Start of TEXT SEGMENT

Dare Me highlights the stereotype of cheerleading—peppy positivity—against the backdrop of an ominous mystery.Rafy / USA Network

This story contains spoilers through Episode 3 of USA’s Dare Me and through Season 1 of Netflix’s Spinning Out.

“There’s something dangerous about the boredom of teenage girls,” observes one such teenage girl in the opening minutes of the USA drama Dare Me. It’s a grim statement, the type that belongs in a ruminative noir. But Dare Me isn’t about hard-boiled detectives; it’s about high-school cheerleaders.

Films such as Bring It On, But I’m a Cheerleader, and Ice Princess have made room for a spectrum of stories about the ambitions of teen athletes in female-fronted sports. But TV rarely tells such narratives, preferring instead to feature these characters when they’re breaking into male-centric sports. As much attention as cheerleading may appear to get in the small-screen teen genre, being a cheerleader is usually more of a character trait than the crux of the story. The last major network series to focus on athletes in a women-dominated discipline, Freeform’s Make It or Break It, a drama about gymnasts, ended in 2012.

In that context, the debuts of Dare Me and Netflix’s Spinning Out, a drama about figure skating, feel refreshing. Both cheerleading and figure skating, with their emphases on dance, highlight the female body and are integral to their protagonists’ arcs, which explore girlhood and friendships among women. But Dare Me more successfully unearths those complexities.

End of TEXT SEGMENT
Start of PROVIDED INFORMATION

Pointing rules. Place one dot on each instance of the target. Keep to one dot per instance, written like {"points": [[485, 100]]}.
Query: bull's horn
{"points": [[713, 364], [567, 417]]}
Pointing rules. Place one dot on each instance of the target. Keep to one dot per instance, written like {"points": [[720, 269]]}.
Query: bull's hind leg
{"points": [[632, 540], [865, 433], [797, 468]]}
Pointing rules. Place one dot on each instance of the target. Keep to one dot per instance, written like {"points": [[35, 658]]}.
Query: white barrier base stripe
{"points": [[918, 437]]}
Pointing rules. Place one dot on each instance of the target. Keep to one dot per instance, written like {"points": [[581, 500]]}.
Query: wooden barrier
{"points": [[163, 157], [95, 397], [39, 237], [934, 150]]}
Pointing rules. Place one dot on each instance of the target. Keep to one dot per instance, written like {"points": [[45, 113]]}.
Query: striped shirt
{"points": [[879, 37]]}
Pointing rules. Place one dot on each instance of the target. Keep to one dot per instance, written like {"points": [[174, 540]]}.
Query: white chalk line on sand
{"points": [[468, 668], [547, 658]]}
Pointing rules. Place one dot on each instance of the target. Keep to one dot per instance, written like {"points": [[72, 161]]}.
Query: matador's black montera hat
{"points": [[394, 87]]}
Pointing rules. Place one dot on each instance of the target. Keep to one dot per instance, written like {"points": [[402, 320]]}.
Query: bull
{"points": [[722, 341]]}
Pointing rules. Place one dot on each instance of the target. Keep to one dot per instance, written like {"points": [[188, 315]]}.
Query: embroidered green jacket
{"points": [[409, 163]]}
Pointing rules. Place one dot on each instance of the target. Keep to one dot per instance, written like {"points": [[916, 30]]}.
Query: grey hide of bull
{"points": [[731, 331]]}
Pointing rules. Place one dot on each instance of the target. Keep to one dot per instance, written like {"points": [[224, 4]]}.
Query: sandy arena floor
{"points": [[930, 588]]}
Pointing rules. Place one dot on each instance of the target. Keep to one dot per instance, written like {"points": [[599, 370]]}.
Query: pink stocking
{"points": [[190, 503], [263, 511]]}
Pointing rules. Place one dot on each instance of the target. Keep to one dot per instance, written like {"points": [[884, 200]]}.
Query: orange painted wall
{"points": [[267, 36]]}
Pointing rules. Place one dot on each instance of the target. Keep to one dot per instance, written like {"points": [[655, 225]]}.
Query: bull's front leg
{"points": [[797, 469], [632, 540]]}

End of PROVIDED INFORMATION

■ EXERCISE DETAILS: Reproduce the passage from the Dare Me article that begins at the words "Dare Me highlights" and stops after "Netflix’s Spinning Out.". The records aren't needed for this.

■ FINISHED ANSWER:
Dare Me highlights the stereotype of cheerleading—peppy positivity—against the backdrop of an ominous mystery.Rafy / USA Network

This story contains spoilers through Episode 3 of USA’s Dare Me and through Season 1 of Netflix’s Spinning Out.